▶ [Instrucciones de la tarea]: Transcribe sin cambios el pasaje del fragmento sobre la zafra que comienza en las palabras «Año 70. Zafra» y termina después de «era la económica.».

▶ [Fragmento de texto]:
«¡Soldado Paz, usted ha sido asignado al pelotón de los mechones!». La voz del oficial percutió en mi vergüenza como choque de platillos en mi cabeza. Sentí que me mandaran a las estepas rusas.
Año 70. Zafra de los Diez Millones y yo, un lampiño que no superaba las 120 libras, lo que se decía entonces un «bitonguito», cumplía mi servicio militar en la tristemente célebre contienda azucarera, escenario de tantas paradojas y estrategias que no lograron concretar la utopía, y donde mis manos, en lugar de un fusil para defender la patria, tomaban una mocha frente aquella otra batalla que era la económica.
«Pelotón de los mechones» le llamaban porque a él iban a parar los soldados que no querían o no podían cumplir la meta diaria en el corte de la caña. De manera que sus integrantes comenzaban su faena antes del amanecer y regresaban al campamento bien entrada la noche, siempre amparados a la luz de aquellos improvisados faroles carreteros hechos con una lata vacía, un pedazo de soga como pabilo y un poco de keroseno.

▶ [Datos proporcionados]:
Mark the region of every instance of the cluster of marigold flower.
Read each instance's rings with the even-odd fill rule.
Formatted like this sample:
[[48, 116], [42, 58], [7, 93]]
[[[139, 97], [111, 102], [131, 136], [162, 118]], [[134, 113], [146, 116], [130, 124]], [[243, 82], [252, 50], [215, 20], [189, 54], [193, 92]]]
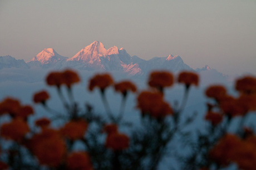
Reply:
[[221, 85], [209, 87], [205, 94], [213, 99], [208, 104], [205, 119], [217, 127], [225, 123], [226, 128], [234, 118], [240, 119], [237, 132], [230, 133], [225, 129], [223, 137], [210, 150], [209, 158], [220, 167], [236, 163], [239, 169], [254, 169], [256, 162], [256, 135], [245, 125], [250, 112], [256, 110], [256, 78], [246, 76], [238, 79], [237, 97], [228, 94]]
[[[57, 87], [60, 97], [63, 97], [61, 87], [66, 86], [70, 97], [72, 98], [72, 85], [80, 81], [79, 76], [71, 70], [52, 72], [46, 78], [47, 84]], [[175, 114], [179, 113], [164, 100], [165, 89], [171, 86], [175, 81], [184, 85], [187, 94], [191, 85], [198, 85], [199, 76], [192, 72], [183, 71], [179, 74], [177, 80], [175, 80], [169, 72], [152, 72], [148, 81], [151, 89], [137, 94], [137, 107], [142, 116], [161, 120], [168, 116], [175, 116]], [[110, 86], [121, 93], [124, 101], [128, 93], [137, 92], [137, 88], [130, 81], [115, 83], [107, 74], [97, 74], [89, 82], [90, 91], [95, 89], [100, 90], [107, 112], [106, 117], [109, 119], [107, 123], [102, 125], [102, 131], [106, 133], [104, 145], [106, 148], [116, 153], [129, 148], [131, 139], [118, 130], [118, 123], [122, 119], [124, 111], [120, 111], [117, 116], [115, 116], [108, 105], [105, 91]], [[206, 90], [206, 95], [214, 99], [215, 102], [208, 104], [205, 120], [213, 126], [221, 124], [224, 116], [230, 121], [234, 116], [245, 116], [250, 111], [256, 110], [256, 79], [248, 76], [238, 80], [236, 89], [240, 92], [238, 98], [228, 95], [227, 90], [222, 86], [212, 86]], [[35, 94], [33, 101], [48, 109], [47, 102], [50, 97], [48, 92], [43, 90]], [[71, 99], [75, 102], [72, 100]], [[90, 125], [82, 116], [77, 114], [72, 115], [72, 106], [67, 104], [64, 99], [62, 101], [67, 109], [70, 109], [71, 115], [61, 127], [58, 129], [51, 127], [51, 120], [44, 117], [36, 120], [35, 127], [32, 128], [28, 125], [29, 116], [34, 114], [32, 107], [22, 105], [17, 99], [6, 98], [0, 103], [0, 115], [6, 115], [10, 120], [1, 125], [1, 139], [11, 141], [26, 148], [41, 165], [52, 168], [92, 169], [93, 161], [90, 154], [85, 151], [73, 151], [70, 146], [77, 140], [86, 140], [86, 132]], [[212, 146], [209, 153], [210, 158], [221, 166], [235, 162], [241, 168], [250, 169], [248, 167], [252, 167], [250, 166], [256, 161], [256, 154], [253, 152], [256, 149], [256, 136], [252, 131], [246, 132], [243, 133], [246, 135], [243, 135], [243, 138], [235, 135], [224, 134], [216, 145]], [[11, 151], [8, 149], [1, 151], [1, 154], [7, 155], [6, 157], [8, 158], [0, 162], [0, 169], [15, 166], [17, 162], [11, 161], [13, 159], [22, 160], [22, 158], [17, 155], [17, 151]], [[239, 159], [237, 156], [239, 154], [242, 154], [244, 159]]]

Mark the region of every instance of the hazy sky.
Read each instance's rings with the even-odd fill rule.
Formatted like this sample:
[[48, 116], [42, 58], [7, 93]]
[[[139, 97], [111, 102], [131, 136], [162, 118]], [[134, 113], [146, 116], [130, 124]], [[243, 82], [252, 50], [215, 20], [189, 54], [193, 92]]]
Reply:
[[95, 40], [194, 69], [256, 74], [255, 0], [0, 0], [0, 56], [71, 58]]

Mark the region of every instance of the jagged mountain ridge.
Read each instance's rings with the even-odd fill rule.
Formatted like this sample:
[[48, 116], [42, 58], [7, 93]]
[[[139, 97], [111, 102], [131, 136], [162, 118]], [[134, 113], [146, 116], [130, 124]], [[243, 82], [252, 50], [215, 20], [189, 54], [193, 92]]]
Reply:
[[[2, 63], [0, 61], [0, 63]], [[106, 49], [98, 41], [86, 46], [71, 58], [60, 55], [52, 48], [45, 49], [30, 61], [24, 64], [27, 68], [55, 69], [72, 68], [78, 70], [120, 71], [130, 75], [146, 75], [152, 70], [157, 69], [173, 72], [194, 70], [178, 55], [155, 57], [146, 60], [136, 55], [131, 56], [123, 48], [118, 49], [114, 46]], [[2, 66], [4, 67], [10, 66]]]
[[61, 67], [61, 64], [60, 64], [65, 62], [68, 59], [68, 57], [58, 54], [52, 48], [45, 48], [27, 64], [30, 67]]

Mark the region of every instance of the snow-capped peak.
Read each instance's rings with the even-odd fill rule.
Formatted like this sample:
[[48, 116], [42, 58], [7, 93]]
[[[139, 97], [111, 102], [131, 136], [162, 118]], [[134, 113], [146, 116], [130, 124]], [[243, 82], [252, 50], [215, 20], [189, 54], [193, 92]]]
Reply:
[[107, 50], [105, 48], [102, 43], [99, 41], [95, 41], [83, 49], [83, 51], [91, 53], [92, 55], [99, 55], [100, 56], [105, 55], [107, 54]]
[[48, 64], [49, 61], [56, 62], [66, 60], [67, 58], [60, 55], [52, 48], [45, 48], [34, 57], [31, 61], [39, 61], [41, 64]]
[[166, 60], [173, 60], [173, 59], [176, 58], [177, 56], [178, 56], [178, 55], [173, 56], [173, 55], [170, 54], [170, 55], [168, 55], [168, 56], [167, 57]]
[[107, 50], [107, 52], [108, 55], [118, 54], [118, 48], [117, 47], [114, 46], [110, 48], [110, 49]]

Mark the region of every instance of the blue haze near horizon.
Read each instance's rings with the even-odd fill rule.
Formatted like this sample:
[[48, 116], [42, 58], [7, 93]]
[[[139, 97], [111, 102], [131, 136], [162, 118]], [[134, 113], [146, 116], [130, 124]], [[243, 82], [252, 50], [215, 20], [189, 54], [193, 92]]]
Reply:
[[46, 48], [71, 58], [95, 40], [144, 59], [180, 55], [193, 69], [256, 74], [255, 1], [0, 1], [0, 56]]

▶ [Resultado de la tarea]:
Año 70. Zafra de los Diez Millones y yo, un lampiño que no superaba las 120 libras, lo que se decía entonces un «bitonguito», cumplía mi servicio militar en la tristemente célebre contienda azucarera, escenario de tantas paradojas y estrategias que no lograron concretar la utopía, y donde mis manos, en lugar de un fusil para defender la patria, tomaban una mocha frente aquella otra batalla que era la económica.